## [Dataset excerpt]

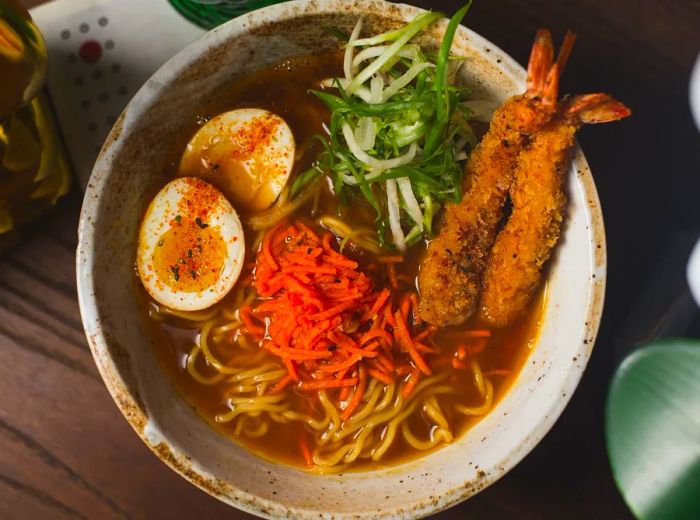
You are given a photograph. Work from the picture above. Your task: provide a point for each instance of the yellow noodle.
(203, 344)
(192, 369)
(478, 378)
(253, 373)
(258, 431)
(282, 209)
(432, 409)
(373, 392)
(334, 458)
(487, 395)
(387, 398)
(237, 401)
(335, 421)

## [Exercise objective]
Swap "yellow noodle" for "egg noodle" throughout the material and change nothing else. Leave the pictures out of your answer.

## [Full response]
You are given a photograph. Work from the picture above. Your task: provide a point for each instance of the egg noodle.
(203, 344)
(192, 369)
(478, 378)
(253, 373)
(258, 431)
(282, 209)
(432, 409)
(373, 392)
(334, 458)
(487, 395)
(387, 398)
(237, 401)
(335, 421)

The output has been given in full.